━━━━━ Passage provided
Coming next, watch for the Tereré translation system and the accompanying Chipa word-sense disambiguation module, completing our "Paraguayan afternoon snack" metaphor for translation tools...

In related news, the Mozilla Paraguay folks have been really busy, gearing up to translate Firefox into Guarani, in collaboration with FP-UNA. The Guarani Ñe'ẽ discussion group has been buzzing about this; from my vantage point in the frozen northern anglohablante climes, it looks like everybody is pumped about this. Pretty exciting times.

Monday, September 30, 2013

Thesis proposal!

Last week, I had my thesis proposal. I proposed, basically, that for doing machine translation into lower-resourced languages we're going to want better cross-lingual word sense disambiguation to help our MT systems make better word choices. And I outlined some methods that we might use to get that goal. I'm going to develop these approaches in the context of a few different kinds of MT systems, particularly focusing on translating from Spanish to Guarani. So I guess now all I have to do for the rest of the PhD is this project.


 If you're curious, I'm writing my dissertation in public, on github:

Let's do this.

Saturday, August 31, 2013

reading: You Are What You Speak

I just recently read You Are What You Speak by Robert Lane Greene. I can heartily recommend it as an enjoyable read, although it's aimed at a fairly general audience.
━━━━━━━━━━
━━━━━ Supplied material
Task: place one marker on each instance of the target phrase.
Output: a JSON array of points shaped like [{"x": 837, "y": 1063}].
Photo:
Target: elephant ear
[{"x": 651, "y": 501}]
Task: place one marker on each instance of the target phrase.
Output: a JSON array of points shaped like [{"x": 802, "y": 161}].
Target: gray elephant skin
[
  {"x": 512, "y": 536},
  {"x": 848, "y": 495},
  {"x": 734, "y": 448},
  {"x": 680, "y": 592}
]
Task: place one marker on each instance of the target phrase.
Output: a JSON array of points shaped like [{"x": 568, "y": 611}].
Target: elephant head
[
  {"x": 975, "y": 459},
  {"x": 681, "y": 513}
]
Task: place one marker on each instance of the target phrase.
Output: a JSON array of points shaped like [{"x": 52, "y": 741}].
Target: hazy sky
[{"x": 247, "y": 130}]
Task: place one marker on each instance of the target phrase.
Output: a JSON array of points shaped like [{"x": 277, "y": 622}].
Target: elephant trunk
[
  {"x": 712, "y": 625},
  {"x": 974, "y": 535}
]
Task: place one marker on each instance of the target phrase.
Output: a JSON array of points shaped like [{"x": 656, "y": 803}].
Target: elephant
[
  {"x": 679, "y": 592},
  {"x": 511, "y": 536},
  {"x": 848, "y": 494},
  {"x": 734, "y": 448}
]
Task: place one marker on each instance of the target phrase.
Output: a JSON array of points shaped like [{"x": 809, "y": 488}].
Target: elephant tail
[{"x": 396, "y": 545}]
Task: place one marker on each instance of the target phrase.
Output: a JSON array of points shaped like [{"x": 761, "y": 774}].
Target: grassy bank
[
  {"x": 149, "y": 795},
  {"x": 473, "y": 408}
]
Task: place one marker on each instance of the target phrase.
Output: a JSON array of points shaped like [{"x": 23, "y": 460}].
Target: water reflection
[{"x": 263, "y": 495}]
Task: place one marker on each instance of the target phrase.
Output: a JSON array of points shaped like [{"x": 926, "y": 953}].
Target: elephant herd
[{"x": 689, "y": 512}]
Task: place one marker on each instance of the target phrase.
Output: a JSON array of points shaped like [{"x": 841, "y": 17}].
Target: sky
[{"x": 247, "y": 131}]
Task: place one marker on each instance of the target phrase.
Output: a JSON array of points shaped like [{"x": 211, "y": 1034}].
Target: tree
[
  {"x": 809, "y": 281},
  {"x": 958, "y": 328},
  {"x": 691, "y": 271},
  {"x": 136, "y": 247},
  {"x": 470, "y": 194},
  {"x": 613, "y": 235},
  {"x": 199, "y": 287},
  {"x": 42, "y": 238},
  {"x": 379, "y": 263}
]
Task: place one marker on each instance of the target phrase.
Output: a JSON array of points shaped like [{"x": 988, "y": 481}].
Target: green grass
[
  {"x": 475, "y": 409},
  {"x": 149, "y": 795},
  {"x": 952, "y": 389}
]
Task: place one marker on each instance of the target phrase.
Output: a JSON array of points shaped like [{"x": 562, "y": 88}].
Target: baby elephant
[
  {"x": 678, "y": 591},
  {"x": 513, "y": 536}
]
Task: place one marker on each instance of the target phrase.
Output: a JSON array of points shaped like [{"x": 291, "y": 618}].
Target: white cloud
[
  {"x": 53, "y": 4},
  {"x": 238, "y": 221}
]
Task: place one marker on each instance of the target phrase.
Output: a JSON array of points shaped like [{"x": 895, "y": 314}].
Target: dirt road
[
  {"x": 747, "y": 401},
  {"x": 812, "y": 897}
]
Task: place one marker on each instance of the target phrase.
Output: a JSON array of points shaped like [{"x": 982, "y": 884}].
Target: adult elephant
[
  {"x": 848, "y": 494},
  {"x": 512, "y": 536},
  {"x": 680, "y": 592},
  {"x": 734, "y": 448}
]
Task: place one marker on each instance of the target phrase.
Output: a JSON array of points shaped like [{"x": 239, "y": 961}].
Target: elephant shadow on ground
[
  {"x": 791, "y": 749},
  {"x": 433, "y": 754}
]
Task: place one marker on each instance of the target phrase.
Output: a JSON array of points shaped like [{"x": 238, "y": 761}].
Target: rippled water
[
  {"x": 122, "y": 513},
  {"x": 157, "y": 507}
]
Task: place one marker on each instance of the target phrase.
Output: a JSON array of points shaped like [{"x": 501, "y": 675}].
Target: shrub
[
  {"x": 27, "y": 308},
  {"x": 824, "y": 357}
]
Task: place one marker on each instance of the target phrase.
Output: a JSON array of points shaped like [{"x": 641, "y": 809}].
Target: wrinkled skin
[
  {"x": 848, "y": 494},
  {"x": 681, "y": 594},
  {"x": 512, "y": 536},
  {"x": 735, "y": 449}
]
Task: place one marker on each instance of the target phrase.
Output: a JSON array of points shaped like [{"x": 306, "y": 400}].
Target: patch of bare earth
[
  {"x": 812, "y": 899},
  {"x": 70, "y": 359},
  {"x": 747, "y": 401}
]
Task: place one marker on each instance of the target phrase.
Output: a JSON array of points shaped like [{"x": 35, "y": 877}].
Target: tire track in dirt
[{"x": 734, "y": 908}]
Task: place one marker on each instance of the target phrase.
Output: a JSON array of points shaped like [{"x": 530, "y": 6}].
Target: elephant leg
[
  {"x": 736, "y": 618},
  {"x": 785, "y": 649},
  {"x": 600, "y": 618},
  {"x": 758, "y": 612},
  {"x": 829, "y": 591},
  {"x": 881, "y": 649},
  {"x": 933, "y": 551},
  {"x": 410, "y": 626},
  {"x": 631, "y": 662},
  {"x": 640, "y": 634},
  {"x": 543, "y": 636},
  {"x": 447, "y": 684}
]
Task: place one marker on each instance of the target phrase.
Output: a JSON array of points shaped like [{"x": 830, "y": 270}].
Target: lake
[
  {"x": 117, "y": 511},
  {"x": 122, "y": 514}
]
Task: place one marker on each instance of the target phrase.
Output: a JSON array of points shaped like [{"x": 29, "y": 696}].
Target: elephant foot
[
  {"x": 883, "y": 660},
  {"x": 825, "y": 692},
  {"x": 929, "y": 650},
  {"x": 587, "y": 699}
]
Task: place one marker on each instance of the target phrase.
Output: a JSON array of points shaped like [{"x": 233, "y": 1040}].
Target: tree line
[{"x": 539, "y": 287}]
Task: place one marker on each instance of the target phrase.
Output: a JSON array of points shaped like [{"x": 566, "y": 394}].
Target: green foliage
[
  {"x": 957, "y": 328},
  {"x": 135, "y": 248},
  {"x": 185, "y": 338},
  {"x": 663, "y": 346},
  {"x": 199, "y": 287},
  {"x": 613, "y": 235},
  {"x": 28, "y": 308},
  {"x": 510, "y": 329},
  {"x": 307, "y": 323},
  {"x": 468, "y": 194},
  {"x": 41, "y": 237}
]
━━━━━━━━━━
> Exercise instructions
A: Transcribe everything in the blog excerpt on machine translation from "reading: You Are" down to "fairly general audience.".
B: In the blog excerpt on machine translation, what translation direction will the writer's thesis work mainly focus on?
C: Take the blog excerpt on machine translation further, starting after its last sentence.

> Outputs for the tasks
A:
reading: You Are What You Speak

I just recently read You Are What You Speak by Robert Lane Greene. I can heartily recommend it as an enjoyable read, although it's aimed at a fairly general audience.

B: Translating from Spanish to Guarani.

C:
Greene covers, briefly, all kinds of things: the diversity of languages in the world, what it means to have a language, the identity politics of speaking a particular language, attempts at regulating language and how they relate to nationalism. He spends a lot of time on the history of prescriptive rules for English -- think style books like Eats, Shoots and Leaves and The Elements of Style and their historical predecessors. There's also discussion on the associated hand-wringing, class issues and emotional damage inflicted by telling people that their native dialect isn't the real way to speak a given language.

So You Are What You Speak would be a good introduction to the question of "what is a linguist? what is linguistics?" for your friend who internalized the watchful eye of your high school English teacher and yells at people about their grammar and diction on the Internet. If anything, I think Greene gives too much credit to language prescriptivists by suggesting that there is some kind of meaningful debate going on between sticklers and, y'know, scientists trying to describe language in the world.

I would have liked to see more examples from outside the Western-European world. Greene spends most of the book talking about English and French, with some bits about the Brazilian Portuguese language academy (which I didn't know was a thing). Come to think of it, more concrete examples about the socio-politics of different English dialects would have been good too. But it's not that long of a book.

So if you've been hanging out in a Linguistics department -- or just reading Language Log -- and laugh when people despair loudly that kids these days are destroying the English language, you may not need to read this book. But you might want to give it to your relatives.

Sunday, August 25, 2013

Computing Education and the ACM Paywall

Recently Mark Guzdial wrote a blog post in which he describes some of the particularities of research in computing education, and defends the continued paywalling of ACM articles in the Digital Library. Just to be clear, Mark is brilliant and friendly, and he does fantastic work. But I think he's mistaken on this particular issue.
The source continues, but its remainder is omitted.